> _Data entries_
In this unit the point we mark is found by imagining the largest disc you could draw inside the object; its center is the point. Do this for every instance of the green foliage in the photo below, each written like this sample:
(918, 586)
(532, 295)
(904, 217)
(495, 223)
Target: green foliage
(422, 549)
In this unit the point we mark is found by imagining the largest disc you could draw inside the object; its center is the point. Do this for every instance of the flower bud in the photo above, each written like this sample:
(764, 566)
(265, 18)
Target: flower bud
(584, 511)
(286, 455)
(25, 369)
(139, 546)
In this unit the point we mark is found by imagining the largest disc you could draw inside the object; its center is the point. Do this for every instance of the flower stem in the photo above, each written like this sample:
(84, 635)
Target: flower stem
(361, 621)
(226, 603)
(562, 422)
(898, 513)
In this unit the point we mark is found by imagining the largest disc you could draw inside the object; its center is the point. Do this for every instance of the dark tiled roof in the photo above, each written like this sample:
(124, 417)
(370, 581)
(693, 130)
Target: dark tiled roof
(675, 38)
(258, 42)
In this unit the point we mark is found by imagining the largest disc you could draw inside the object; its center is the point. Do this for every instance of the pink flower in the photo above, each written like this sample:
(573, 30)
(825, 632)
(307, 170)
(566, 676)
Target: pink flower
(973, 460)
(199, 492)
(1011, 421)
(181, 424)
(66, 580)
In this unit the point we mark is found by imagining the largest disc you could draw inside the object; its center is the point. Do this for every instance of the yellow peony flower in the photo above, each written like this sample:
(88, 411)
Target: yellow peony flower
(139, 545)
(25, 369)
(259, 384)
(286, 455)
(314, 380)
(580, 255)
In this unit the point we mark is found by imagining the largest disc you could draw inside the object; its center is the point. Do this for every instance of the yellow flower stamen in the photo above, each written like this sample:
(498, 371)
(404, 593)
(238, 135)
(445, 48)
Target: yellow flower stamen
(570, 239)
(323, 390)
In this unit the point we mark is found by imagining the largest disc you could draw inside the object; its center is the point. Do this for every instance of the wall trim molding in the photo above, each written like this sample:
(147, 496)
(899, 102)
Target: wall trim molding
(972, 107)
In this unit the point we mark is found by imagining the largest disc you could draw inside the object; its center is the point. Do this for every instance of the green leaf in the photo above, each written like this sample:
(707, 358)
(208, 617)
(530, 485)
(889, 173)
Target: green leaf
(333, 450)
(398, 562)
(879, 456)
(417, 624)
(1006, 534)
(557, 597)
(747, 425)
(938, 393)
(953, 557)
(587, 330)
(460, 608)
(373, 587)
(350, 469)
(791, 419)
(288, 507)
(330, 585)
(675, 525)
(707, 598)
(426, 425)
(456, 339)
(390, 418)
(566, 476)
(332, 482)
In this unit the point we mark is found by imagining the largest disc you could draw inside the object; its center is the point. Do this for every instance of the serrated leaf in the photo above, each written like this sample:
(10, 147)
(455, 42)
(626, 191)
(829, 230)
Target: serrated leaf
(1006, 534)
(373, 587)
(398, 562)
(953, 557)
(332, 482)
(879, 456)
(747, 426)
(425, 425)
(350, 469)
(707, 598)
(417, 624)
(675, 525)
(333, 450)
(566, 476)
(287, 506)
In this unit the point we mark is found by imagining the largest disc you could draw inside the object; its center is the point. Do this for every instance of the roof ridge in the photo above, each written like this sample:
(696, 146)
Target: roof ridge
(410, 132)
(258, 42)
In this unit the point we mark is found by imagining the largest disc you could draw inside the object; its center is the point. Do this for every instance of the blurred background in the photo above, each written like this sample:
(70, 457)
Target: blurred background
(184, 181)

> _Job_
Copy all data exactly, start to finish.

> _Solution below_
In this unit the point we mark is found by imagining the largest disc you could draw inside the object; its center is the point. Do this for every instance of the green foliage in the photo below, each written like this sample:
(918, 586)
(532, 295)
(904, 217)
(495, 223)
Target: green foliage
(422, 549)
In this unit the point we mark is found by imagining the largest disc you could draw inside the object; its center is the point. Do this for every instance of the flower bud in the photo above, each written like this sample:
(764, 566)
(265, 18)
Target: flower bud
(584, 511)
(286, 455)
(25, 369)
(139, 546)
In this unit the point we mark is found by imagining the largest disc you could draw inside the object; its center is the point. Do this for every instance of the flower stem in the photo above, each written like this sample:
(84, 635)
Target: flower stem
(361, 621)
(226, 603)
(562, 422)
(898, 513)
In this unit the point we mark is found by imagining the largest disc you could draw inside the object; its center is the point. Do this for every instance of the dark tiled roof in the photo above, each written like this sample:
(124, 417)
(370, 581)
(693, 130)
Target: dark tiled roof
(675, 38)
(258, 42)
In this unit the point we mark is found by imagining the largest disc you could draw inside the object; its center is the point. Do this for every instance of the pink flower in the photo above, each written like this sample:
(573, 30)
(825, 632)
(307, 170)
(566, 676)
Target: pink flower
(973, 460)
(199, 492)
(1011, 421)
(181, 424)
(66, 580)
In this unit the point we mark is found by imagining the largest disc you could draw inside the object; its center is the point. Do this for every instance of the yellow peony flower in the photo above, each written like this sample:
(88, 411)
Target: yellow peony flower
(139, 545)
(25, 369)
(259, 384)
(286, 455)
(314, 380)
(580, 255)
In this unit the point we mark is found by imagining the largest disc you could draw inside the object; its center is the point. Do this for every instance of the yellow flower stamen in the photo above, each written like this sample:
(498, 371)
(404, 593)
(238, 135)
(445, 48)
Target: yellow flower stamen
(570, 239)
(323, 390)
In this unit the point we mark is found by imagining the largest disc you could draw inside the object; its center is the point. Do this for every instance of the wall trim molding in the photo above, each written like this sample:
(147, 496)
(899, 102)
Target: wall trim molding
(972, 107)
In this unit the point we mark is found by imagining the largest disc you could draw inside the object; its center is the point. Do this for every instance of the green leaf in the photo above, each written like this sample:
(707, 358)
(208, 617)
(530, 485)
(889, 173)
Target: green leaf
(333, 450)
(398, 562)
(879, 456)
(417, 624)
(1006, 534)
(557, 597)
(747, 425)
(938, 393)
(953, 557)
(587, 330)
(460, 608)
(373, 587)
(350, 469)
(791, 419)
(288, 507)
(330, 585)
(675, 525)
(707, 598)
(426, 425)
(456, 339)
(390, 418)
(566, 476)
(332, 482)
In this unit the point we mark is found by imagining the largest disc you could draw inside the object; its center is the point. Do this for every instance of the serrated leaf in the photo above, each written like this sample:
(10, 147)
(455, 42)
(626, 191)
(829, 230)
Target: serrated leaf
(1006, 534)
(373, 587)
(398, 562)
(953, 557)
(332, 482)
(879, 456)
(747, 426)
(425, 425)
(350, 469)
(707, 598)
(417, 624)
(675, 525)
(333, 450)
(566, 476)
(287, 506)
In this unit the point we mark is found by imagining the largest disc you could draw inside the object; its center is the point. Do this for every instance of the roof ridge in the photo above, each written like this sample:
(696, 146)
Target: roof ridge
(410, 132)
(258, 42)
In this unit the point we mark is found by imagining the largest disc you could draw inside the object; its center is the point. Do this for every instance of the blurred background in the photo above, each written like this sample:
(70, 457)
Target: blurred background
(184, 181)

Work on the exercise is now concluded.